In dieser Ausgabe von Denkfabrik X geht es wie immer um ein Thema, das den Nerv der Zeit trifft: Der Sozialstaat wankt – und mit ihm das Vertrauen in Aufstieg durch Leistung. Was passiert, wenn das Aufstiegsversprechen nicht mehr gilt? Wenn Erfolg gefeiert wird, selbst ohne Leistung? Und was bedeutet das für Unternehmer, Selbständige und alle, die täglich „liefern müssen“ – während andere scheinbar mühelos empfangen?
Die größte Gefahr für liberale Demokratien ist nicht Putin – sondern die soziale Ungleichheit.
Die zunehmende Staatsquote ist keine theoretische Größe mehr: Sie stieg von 11 % im Jahr 1880 auf über 50 % heute. Konkret heißt das, dass jeder zweite Euro, den wir verdienen, in die öffentlichen Kassen fließt. Zugleich steigen auch in Österreich die Sozialausgaben spürbar an – allein für die Sozialhilfe wurden zuletzt rund 1,1 Mrd. Euro pro Jahr aufgewendet.

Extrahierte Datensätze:

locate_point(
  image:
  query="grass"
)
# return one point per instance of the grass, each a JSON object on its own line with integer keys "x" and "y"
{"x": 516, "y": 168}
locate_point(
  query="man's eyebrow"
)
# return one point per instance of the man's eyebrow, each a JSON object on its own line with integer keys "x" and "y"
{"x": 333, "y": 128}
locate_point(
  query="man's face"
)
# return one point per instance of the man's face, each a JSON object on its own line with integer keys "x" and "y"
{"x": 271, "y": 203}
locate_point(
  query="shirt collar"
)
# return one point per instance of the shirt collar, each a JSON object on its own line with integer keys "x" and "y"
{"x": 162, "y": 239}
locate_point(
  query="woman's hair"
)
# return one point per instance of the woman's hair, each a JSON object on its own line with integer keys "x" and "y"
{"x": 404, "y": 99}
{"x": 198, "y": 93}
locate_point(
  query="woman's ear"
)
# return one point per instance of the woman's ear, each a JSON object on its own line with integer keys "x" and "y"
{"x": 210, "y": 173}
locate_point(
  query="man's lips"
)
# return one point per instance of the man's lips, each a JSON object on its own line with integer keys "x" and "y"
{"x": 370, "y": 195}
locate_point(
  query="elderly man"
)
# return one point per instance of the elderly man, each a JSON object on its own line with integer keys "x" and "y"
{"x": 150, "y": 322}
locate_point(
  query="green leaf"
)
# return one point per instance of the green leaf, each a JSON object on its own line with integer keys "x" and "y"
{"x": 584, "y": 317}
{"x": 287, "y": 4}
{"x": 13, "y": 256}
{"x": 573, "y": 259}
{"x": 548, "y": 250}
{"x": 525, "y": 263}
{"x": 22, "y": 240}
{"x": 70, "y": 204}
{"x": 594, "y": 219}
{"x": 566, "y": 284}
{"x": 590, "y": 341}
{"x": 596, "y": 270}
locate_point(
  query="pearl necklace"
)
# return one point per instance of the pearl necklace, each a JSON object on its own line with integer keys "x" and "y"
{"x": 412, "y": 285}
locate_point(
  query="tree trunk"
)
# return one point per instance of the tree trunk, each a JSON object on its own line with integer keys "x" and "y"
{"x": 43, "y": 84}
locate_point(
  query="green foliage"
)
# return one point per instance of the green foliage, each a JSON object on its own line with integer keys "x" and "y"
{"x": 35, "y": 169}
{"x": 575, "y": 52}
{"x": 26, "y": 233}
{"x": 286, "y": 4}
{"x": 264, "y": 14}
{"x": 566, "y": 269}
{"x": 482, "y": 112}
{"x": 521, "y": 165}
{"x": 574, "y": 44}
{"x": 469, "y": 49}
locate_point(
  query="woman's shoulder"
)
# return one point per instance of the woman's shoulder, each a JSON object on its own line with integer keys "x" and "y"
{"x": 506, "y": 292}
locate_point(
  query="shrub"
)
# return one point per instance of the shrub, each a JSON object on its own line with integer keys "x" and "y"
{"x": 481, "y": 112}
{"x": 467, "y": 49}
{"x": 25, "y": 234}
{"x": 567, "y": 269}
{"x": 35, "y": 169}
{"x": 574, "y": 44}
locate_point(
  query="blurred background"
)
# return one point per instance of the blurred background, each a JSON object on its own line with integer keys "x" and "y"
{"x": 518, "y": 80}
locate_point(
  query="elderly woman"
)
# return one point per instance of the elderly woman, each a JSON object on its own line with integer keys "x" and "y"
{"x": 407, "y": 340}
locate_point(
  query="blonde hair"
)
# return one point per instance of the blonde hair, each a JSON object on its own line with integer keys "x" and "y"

▶ [AUFGABENSTELLUNG]:
Beantworten Sie die folgenden Fragen anhand des Textauszugs zum Sozialstaat.
1. Was wird als größte Gefahr für liberale Demokratien genannt?
2. Wie hoch war die Staatsquote im Jahr 1880?
3. Wie viel wurde in Österreich zuletzt pro Jahr für die Sozialhilfe aufgewendet?

▶ [LÖSUNG]:
1. Die größte Gefahr für liberale Demokratien ist die soziale Ungleichheit.
2. Die Staatsquote lag im Jahr 1880 bei 11 %.
3. Für die Sozialhilfe wurden zuletzt rund 1,1 Mrd. Euro pro Jahr aufgewendet.